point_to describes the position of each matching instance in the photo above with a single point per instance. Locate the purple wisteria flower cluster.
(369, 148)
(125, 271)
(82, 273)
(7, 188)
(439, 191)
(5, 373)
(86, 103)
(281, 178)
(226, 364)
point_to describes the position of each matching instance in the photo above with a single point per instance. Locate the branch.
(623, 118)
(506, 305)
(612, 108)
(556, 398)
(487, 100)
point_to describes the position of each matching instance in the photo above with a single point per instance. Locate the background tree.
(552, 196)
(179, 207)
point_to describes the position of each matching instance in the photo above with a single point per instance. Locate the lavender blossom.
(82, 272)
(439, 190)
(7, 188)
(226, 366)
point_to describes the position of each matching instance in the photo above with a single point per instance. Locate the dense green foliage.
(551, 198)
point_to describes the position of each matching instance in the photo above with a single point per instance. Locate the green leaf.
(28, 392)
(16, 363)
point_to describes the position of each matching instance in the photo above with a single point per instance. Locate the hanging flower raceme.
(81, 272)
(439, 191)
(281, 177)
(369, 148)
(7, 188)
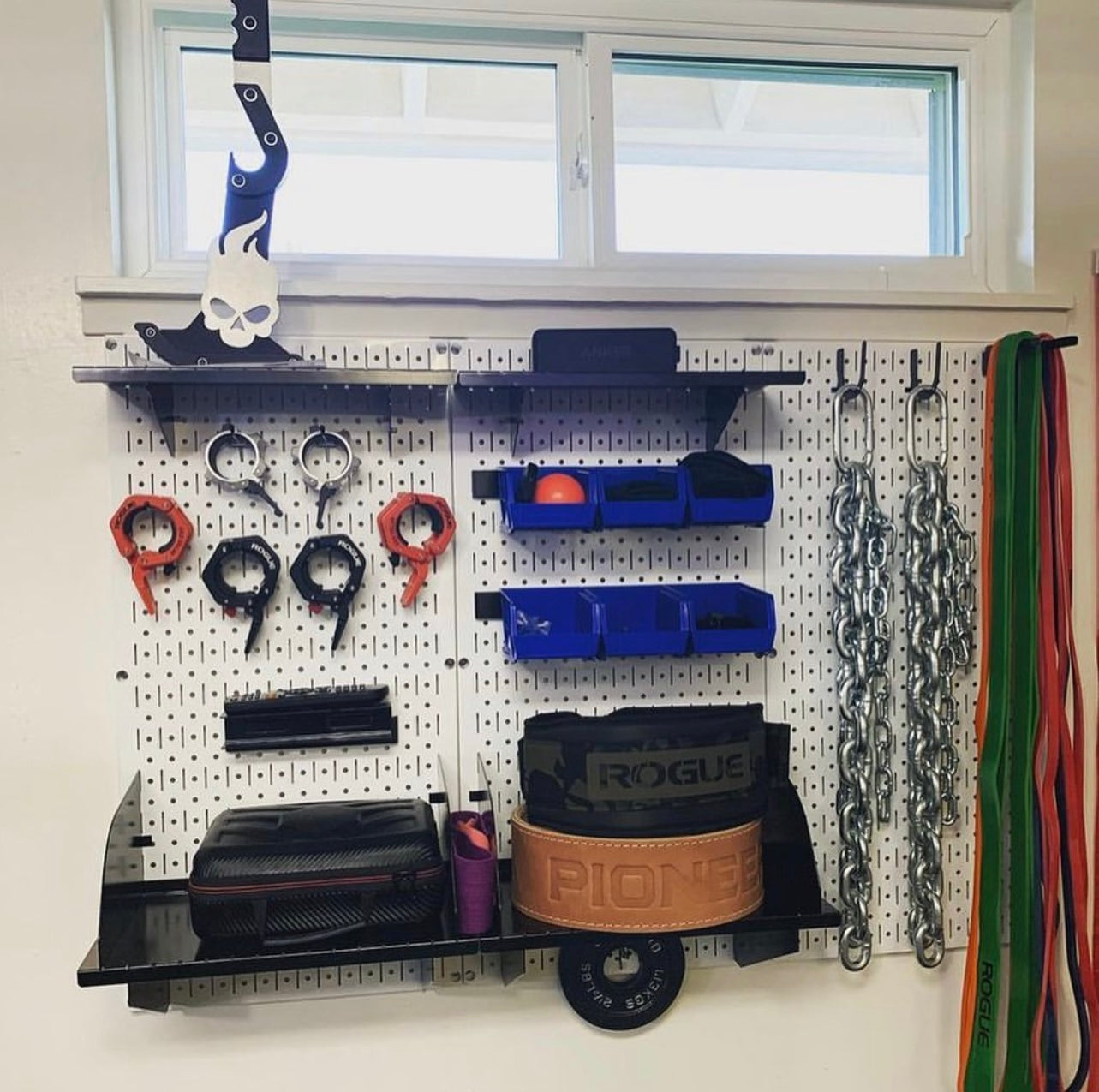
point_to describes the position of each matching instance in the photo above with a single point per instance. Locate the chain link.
(859, 566)
(939, 606)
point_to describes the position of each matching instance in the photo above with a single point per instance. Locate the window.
(609, 158)
(718, 158)
(391, 156)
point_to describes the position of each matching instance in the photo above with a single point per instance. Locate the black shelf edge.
(722, 390)
(535, 380)
(310, 375)
(160, 916)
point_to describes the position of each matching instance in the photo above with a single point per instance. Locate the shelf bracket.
(151, 997)
(160, 399)
(517, 397)
(721, 404)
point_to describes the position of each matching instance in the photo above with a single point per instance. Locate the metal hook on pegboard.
(841, 366)
(913, 369)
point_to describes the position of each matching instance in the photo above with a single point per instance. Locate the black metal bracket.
(1045, 344)
(486, 485)
(488, 606)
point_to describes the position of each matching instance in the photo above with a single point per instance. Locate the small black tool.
(318, 597)
(326, 486)
(253, 601)
(322, 716)
(721, 474)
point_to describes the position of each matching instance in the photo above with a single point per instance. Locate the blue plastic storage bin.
(520, 516)
(643, 621)
(730, 509)
(752, 611)
(550, 623)
(660, 513)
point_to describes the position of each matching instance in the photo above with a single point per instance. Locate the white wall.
(779, 1026)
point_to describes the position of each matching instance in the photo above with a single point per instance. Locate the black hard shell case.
(296, 874)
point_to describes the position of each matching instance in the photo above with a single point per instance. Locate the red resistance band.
(1065, 754)
(143, 563)
(418, 557)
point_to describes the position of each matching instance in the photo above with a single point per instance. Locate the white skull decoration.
(241, 296)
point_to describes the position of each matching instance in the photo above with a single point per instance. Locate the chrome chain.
(939, 606)
(859, 564)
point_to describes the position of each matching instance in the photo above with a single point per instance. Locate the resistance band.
(1030, 759)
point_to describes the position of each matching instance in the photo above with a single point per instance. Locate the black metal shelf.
(722, 390)
(145, 939)
(158, 384)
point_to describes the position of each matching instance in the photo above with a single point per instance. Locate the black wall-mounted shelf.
(159, 384)
(145, 940)
(722, 390)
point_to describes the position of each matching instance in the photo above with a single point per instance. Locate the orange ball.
(558, 489)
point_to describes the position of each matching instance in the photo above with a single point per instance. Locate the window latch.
(582, 165)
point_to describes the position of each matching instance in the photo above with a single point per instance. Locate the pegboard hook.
(841, 367)
(913, 366)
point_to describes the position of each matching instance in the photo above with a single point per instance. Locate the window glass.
(415, 158)
(738, 158)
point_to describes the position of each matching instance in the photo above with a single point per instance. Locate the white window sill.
(594, 294)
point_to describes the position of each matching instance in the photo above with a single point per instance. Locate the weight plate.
(621, 982)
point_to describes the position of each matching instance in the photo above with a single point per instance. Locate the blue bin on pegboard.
(730, 618)
(740, 510)
(641, 513)
(523, 516)
(550, 623)
(643, 621)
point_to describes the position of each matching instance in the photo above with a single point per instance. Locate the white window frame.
(963, 269)
(975, 44)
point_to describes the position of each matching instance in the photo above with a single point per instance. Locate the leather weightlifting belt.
(645, 773)
(636, 885)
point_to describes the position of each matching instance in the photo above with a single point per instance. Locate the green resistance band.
(981, 1065)
(1025, 972)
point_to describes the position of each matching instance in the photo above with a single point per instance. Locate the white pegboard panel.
(789, 427)
(175, 671)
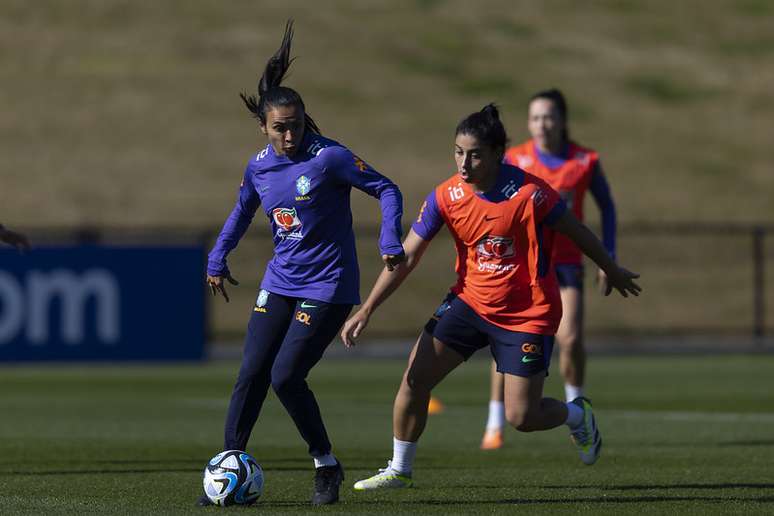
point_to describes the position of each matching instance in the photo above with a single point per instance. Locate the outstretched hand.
(393, 261)
(354, 327)
(217, 285)
(622, 280)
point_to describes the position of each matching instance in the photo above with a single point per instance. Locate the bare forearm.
(388, 281)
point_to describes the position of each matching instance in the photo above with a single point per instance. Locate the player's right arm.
(234, 228)
(618, 277)
(425, 227)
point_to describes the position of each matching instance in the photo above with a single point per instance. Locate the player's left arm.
(350, 169)
(618, 277)
(600, 190)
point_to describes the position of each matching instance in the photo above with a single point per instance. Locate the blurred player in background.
(303, 181)
(12, 238)
(571, 170)
(503, 221)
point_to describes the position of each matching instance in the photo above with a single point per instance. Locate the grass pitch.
(683, 434)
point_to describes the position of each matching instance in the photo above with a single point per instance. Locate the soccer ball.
(233, 477)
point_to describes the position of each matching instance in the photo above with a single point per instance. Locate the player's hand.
(622, 280)
(18, 240)
(602, 282)
(354, 327)
(393, 261)
(217, 285)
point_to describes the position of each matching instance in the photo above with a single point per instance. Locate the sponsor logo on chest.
(491, 250)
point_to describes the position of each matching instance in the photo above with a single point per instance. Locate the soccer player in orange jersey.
(504, 222)
(571, 170)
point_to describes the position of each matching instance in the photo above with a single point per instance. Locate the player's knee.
(285, 384)
(415, 381)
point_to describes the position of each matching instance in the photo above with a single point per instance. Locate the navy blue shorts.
(569, 275)
(462, 329)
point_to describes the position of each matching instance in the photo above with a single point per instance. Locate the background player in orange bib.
(503, 221)
(571, 170)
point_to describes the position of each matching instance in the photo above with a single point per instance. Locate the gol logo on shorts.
(303, 317)
(532, 347)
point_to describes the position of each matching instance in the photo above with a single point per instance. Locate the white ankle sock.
(574, 415)
(403, 453)
(324, 460)
(572, 391)
(496, 419)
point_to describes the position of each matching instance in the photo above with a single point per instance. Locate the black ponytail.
(486, 127)
(557, 97)
(270, 92)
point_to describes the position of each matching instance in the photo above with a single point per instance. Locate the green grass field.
(683, 434)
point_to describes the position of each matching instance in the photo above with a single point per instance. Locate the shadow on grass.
(541, 501)
(769, 442)
(643, 487)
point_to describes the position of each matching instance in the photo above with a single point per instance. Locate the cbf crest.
(260, 303)
(303, 185)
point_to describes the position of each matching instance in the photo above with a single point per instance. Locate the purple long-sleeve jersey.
(307, 201)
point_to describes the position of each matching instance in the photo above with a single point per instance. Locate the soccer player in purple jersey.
(303, 182)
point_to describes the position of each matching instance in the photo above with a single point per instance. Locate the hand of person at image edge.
(217, 285)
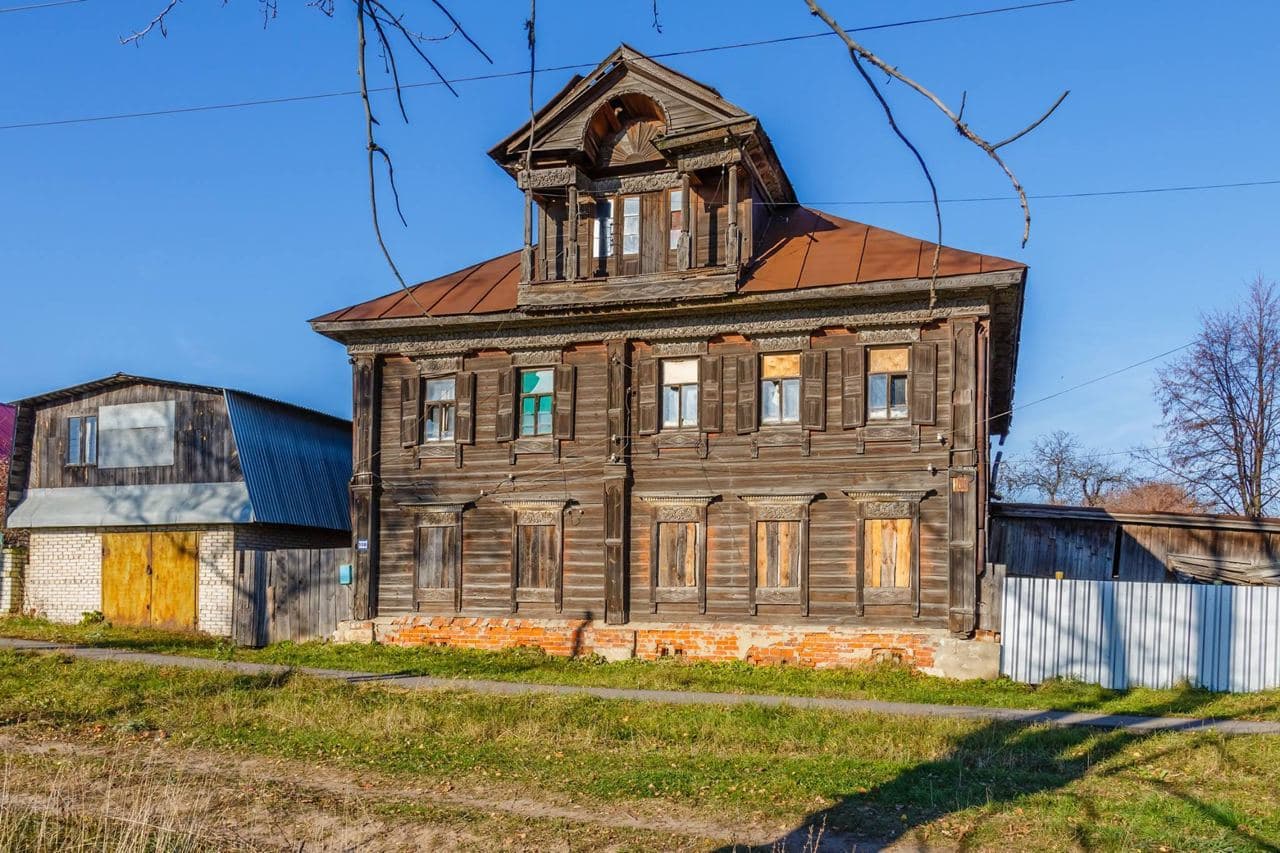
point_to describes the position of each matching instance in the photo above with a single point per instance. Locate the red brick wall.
(821, 646)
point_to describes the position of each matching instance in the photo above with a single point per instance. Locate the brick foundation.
(818, 646)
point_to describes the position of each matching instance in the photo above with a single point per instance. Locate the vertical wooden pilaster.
(617, 486)
(685, 246)
(732, 236)
(526, 252)
(365, 493)
(571, 251)
(963, 489)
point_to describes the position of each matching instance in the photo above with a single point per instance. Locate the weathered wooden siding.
(204, 446)
(903, 457)
(1093, 544)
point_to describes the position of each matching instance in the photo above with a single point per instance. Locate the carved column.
(734, 240)
(526, 254)
(617, 486)
(571, 250)
(684, 247)
(365, 492)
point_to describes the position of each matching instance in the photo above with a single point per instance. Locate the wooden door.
(126, 584)
(173, 579)
(150, 578)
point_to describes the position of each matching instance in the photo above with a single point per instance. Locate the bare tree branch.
(956, 119)
(158, 22)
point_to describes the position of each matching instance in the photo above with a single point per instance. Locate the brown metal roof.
(800, 249)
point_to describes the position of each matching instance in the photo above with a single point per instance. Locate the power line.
(1089, 382)
(40, 5)
(292, 99)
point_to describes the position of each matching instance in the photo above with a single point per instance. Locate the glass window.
(777, 555)
(677, 217)
(602, 232)
(535, 401)
(780, 388)
(82, 441)
(886, 383)
(887, 552)
(631, 226)
(439, 410)
(680, 392)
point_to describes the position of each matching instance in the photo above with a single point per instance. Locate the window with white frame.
(680, 393)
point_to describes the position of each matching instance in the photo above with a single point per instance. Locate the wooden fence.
(1123, 634)
(289, 594)
(1086, 543)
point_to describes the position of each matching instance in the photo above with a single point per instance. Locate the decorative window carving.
(677, 547)
(437, 555)
(536, 546)
(778, 570)
(887, 547)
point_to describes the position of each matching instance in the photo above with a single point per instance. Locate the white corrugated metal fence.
(1142, 634)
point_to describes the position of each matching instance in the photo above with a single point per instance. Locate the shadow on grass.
(997, 765)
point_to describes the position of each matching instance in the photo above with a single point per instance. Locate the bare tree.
(1220, 409)
(1059, 469)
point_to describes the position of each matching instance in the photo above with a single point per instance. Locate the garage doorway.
(149, 579)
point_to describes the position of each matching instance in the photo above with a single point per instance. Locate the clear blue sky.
(197, 246)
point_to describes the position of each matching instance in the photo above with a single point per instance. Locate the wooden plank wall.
(289, 594)
(1119, 547)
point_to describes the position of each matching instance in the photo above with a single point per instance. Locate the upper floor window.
(886, 383)
(536, 396)
(631, 226)
(439, 410)
(602, 231)
(780, 388)
(677, 217)
(82, 441)
(680, 393)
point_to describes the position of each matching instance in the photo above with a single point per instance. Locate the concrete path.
(1132, 723)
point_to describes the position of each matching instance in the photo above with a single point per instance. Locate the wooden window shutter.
(711, 410)
(504, 424)
(853, 401)
(748, 414)
(813, 389)
(562, 418)
(465, 415)
(924, 383)
(411, 410)
(647, 396)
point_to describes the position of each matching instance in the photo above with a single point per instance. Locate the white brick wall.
(64, 574)
(216, 582)
(13, 564)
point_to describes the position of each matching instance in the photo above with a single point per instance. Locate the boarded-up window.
(677, 553)
(886, 383)
(777, 555)
(536, 556)
(437, 557)
(780, 388)
(887, 553)
(136, 434)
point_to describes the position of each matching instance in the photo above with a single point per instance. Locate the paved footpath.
(1129, 721)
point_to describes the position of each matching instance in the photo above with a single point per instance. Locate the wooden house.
(688, 416)
(138, 493)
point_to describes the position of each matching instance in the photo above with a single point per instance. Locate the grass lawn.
(890, 683)
(978, 784)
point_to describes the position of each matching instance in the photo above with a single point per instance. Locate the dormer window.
(630, 226)
(602, 231)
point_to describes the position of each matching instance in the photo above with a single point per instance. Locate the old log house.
(688, 416)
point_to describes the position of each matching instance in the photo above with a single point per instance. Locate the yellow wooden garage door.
(150, 578)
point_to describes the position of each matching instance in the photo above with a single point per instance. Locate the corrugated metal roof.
(296, 463)
(800, 249)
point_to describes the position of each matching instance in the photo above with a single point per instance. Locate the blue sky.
(196, 246)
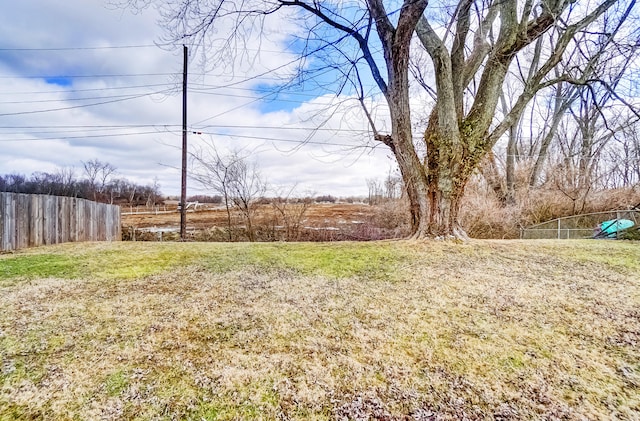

──────────────────────────────

_Request_. Rewrite the part of the data above that opens with the line containing "wooden plank wall." and closes with the line containing "(1132, 723)", both included, keeping every request. Multiply each point coordinate by 1.25 and round to whole numbers, with halves rounded up.

_Result for this exercise_.
point_to describes the position of each matching instance in the photo above with a single point per instance. Locate the wooden plank wall.
(361, 743)
(1399, 684)
point_to describes the position of each matching instance in the photo above with a single point per instance. Locate the upper floor window.
(1108, 479)
(670, 495)
(789, 283)
(549, 513)
(753, 289)
(975, 485)
(846, 271)
(103, 551)
(850, 491)
point_to describes the position of each matching instance in the photo above with a single point per instance. Locate the concrete path.
(1415, 904)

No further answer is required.